■ SUPPLIED PASSAGE ■
□ □ □
Illustration: artist’s rendering of the XUV-SHG on a titanium foil. Courtesy of the lab of Michael Zurch.
The College of Chemistry is pleased to announce that Assistant Professor of Chemistry Michael Zuerch has been awarded the 2021 Fresnel Prize for Fundamental Aspects for outstanding contributions to the field of ultrafast condensed-matter science and for the application of linear and nonlinear X-ray spectroscopies to the investigation of quantum phenomena. The award is for outstanding contributions to quantum electronics and optics made by a scientist under the age of 35.
About the EPS-QEOD Prize
The EPS-QEOD (Quantum Electronics and Optics Division) Prizes are a series of prestigious prizes and awards for outstanding research. This year's awards were presented in a special plenary and awards ceremony during CLEO®/Europe-EQEC 2021. The biannual conference traditionally held in Munich hosts the leading international gathering of manufacturers and customers of photonics products and technologies in Europe. The conference attracts exhibitors and over 30,000 researchers and professionals from fundamental and application-based photonics applications in industry, security, science, and medicine. For this year, due to COVID-19, the conference was virtual.
□ □ □
■ DATA SUPPLIED ■
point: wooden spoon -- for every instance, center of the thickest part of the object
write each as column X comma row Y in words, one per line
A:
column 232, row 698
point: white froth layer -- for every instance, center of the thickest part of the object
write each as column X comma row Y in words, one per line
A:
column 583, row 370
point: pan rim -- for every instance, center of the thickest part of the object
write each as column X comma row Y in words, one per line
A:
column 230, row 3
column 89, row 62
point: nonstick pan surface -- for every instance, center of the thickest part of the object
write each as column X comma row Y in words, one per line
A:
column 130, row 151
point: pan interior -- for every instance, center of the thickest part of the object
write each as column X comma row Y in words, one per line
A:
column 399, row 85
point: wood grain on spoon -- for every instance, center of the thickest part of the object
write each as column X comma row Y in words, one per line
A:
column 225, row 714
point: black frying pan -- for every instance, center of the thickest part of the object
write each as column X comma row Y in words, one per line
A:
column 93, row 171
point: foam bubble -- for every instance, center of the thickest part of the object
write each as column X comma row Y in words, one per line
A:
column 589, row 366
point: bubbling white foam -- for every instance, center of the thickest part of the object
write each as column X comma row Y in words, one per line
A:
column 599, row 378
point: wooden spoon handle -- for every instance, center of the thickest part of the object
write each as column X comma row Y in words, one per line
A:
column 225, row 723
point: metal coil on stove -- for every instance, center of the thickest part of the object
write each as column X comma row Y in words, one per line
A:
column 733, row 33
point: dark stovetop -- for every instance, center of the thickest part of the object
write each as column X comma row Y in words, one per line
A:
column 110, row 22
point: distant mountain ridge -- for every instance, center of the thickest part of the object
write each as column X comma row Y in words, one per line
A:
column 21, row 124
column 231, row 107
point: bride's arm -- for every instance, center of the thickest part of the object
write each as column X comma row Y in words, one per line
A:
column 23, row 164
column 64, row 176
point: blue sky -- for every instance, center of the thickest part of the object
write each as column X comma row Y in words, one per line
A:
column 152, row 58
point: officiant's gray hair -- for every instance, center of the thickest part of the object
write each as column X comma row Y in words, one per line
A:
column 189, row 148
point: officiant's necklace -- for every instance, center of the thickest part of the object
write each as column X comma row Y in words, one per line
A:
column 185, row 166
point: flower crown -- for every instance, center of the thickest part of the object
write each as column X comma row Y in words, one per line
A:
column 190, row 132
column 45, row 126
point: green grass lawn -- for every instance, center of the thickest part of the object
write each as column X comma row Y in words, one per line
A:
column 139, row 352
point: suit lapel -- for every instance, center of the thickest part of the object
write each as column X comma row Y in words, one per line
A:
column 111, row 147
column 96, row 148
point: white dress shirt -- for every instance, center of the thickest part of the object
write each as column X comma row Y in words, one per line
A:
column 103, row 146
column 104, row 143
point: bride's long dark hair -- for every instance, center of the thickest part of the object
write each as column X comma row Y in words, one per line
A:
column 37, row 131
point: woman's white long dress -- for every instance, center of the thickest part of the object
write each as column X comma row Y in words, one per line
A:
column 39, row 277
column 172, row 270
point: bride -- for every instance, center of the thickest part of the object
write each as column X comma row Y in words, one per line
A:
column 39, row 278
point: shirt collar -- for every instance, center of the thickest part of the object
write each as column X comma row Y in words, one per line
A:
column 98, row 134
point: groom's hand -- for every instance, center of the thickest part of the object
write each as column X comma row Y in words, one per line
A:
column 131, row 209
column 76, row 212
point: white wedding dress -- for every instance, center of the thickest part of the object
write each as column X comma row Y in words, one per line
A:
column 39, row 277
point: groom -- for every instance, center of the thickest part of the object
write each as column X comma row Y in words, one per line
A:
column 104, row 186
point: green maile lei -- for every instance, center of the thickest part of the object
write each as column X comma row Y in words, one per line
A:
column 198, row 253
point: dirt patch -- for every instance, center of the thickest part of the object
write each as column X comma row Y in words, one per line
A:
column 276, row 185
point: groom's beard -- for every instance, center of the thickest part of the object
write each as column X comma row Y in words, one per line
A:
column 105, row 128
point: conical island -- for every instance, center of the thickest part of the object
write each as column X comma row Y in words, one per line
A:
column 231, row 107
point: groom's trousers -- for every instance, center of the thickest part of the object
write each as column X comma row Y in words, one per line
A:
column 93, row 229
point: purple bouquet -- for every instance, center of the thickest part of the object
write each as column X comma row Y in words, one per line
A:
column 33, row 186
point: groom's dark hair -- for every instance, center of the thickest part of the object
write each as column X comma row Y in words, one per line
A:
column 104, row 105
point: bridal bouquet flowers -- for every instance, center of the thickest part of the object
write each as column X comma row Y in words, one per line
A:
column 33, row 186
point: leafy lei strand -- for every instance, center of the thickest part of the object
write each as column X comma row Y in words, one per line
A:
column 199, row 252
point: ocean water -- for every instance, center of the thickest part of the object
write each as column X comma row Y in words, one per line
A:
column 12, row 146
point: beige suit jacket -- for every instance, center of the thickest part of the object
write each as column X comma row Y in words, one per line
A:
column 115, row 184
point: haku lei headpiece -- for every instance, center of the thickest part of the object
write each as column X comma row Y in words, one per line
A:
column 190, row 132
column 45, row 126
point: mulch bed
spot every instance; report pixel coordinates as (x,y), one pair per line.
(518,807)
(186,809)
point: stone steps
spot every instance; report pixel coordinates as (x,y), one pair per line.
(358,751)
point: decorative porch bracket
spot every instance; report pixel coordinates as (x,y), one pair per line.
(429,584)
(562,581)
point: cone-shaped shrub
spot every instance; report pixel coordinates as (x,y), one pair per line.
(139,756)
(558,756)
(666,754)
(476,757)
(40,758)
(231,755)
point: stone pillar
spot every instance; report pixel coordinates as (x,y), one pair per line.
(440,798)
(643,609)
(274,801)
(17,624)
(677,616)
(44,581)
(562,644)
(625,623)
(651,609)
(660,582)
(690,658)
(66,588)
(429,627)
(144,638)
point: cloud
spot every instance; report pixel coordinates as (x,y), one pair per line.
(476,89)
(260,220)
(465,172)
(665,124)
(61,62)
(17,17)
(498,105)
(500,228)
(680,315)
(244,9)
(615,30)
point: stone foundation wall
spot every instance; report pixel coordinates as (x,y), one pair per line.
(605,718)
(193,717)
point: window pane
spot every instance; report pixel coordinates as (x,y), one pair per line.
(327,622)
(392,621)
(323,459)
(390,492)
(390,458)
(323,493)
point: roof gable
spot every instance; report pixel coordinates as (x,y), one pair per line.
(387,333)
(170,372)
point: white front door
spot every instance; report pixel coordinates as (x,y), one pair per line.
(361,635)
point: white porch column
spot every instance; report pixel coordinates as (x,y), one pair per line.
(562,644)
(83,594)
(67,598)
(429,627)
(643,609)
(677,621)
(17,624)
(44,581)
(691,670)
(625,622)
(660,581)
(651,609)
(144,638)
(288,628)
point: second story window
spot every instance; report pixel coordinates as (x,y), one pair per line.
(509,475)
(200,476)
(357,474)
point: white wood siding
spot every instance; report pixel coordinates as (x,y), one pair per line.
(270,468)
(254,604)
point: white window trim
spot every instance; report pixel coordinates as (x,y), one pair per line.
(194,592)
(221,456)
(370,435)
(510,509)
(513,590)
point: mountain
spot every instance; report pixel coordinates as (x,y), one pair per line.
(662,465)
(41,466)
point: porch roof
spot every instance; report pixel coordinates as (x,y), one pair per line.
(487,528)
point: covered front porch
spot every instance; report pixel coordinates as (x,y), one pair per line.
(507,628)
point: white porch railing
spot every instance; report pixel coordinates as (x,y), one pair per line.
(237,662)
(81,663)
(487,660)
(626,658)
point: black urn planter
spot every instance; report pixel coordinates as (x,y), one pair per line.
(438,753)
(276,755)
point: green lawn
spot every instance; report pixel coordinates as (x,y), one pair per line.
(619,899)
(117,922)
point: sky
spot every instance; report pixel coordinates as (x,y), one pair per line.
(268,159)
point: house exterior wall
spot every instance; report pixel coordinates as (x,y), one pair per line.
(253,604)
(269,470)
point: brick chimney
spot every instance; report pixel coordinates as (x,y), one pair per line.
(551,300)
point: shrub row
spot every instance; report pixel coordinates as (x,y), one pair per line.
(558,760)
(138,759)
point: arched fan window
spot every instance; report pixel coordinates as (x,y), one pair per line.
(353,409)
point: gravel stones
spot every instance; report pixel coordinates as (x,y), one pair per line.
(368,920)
□ □ □
■ TASK ■
Carry on the announcement about Michael Zuerch's 2021 Fresnel Prize, starting after its last sentence. The material above has no connection to the prize announcement and comes from a separate source.

■ EXPECTED ANSWER ■
About Michael Zuerch
Prof. Zuerch joined the College of Chemistry in 2020 from an appointment in the Department of Chemistry at the Fritz Haber Institute as an independent Max Planck Research Group leader. Researchers in his lab are exploring structural, carrier, and spin dynamics in novel quantum materials, heterostructures and on surfaces and at interfaces to answer important questions in materials science and physical chemistry. His research program pursues a multidisciplinary approach that combines the exquisite possibilities that ultrafast X-ray spectroscopy and nanoimaging offer while working closely at the interface between material synthesis and theory groups. Researchers are developing novel nonlinear X-ray spectroscopies to study material properties on time scales down to the sub-femtosecond regime and on nanometer length scales to tackle challenging problems in quantum electronics, information storage, and solar energy conversion.